• **EXERCISE**
Please reproduce every line of the material below word for word, changing nothing.

Entries drawn from a collection
* Start *

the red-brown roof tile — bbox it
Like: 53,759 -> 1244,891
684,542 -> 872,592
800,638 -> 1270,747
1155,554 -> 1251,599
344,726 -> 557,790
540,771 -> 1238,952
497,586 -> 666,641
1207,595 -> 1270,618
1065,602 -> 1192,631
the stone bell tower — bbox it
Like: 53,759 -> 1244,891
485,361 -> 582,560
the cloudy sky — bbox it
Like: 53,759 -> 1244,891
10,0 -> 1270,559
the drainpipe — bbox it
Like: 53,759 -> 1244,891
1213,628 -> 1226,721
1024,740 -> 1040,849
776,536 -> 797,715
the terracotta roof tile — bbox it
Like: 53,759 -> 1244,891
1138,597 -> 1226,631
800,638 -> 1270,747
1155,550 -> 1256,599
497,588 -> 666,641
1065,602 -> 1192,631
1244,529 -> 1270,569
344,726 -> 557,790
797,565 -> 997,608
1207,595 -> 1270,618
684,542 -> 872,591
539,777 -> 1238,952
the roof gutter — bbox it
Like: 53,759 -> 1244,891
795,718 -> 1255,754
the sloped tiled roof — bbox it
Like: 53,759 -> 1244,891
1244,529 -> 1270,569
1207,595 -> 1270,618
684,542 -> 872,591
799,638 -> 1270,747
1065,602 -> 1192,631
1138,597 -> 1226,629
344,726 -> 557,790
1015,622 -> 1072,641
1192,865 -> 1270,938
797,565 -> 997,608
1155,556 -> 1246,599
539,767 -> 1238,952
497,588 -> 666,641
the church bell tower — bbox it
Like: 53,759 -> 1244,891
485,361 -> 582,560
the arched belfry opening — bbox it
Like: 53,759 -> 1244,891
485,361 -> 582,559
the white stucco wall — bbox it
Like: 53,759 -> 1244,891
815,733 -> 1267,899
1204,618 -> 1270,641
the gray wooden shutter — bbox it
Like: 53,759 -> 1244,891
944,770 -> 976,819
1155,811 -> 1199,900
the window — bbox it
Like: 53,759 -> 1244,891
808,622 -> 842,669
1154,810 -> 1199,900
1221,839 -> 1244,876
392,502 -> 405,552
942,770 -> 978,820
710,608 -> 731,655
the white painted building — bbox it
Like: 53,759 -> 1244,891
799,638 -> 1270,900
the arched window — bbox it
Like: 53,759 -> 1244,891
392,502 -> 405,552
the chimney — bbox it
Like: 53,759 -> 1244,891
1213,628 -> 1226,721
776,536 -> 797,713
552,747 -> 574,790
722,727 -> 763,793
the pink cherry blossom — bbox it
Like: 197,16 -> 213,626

* End *

• **THE ANSWER**
the red-brown roof tile — bbox it
Like: 53,759 -> 1244,891
684,542 -> 872,592
800,638 -> 1270,747
1155,554 -> 1251,599
344,726 -> 557,790
540,771 -> 1238,952
497,586 -> 666,641
1207,595 -> 1270,618
1065,602 -> 1192,631
the stone bell tower — bbox it
Like: 53,759 -> 1244,891
485,361 -> 582,560
the cloudy sky — bbox it
Like: 53,759 -> 1244,891
10,0 -> 1270,559
the drainpipe — bbox it
Like: 53,759 -> 1244,891
1213,628 -> 1226,721
1024,740 -> 1040,849
776,536 -> 797,715
the terracotta roof tile — bbox it
Like: 53,759 -> 1244,891
1138,597 -> 1226,631
800,638 -> 1270,747
1155,550 -> 1256,599
497,588 -> 666,641
1065,602 -> 1192,631
1244,529 -> 1270,569
344,726 -> 557,790
797,565 -> 997,608
1207,595 -> 1270,618
684,542 -> 872,591
539,777 -> 1238,952
the roof gutter — bbox it
Like: 53,759 -> 1244,891
795,718 -> 1255,754
the sloped tiled roof — bbox it
Like: 53,759 -> 1244,891
1244,529 -> 1270,569
1207,595 -> 1270,618
684,542 -> 872,591
799,638 -> 1270,747
1065,602 -> 1192,631
1138,597 -> 1226,629
344,726 -> 557,790
1015,622 -> 1072,641
1192,865 -> 1270,938
797,565 -> 997,608
1155,556 -> 1246,599
539,767 -> 1238,952
497,588 -> 666,641
the church bell tower — bbox it
Like: 53,759 -> 1244,891
485,361 -> 582,560
the arched belfry opening — bbox it
Like: 53,759 -> 1244,891
485,361 -> 582,559
the white stucco wall — bbox it
Like: 53,759 -> 1244,891
815,733 -> 1267,899
1204,618 -> 1270,641
the gray wooden shutter — bbox it
Like: 53,759 -> 1244,891
944,770 -> 976,819
1155,811 -> 1199,900
the window — bbox it
Like: 53,759 -> 1244,891
808,622 -> 842,669
1154,810 -> 1199,900
1221,839 -> 1244,876
392,502 -> 405,552
942,770 -> 978,820
710,608 -> 731,655
the white painted building — bbox it
Like: 53,759 -> 1244,891
799,638 -> 1270,900
the arched window — bbox it
Like: 53,759 -> 1244,891
392,502 -> 405,552
the chimney — bbox it
Like: 53,759 -> 1244,891
1213,628 -> 1226,721
776,536 -> 797,713
552,747 -> 574,790
722,727 -> 763,793
the pink cherry blossom — bbox it
Like: 197,16 -> 213,626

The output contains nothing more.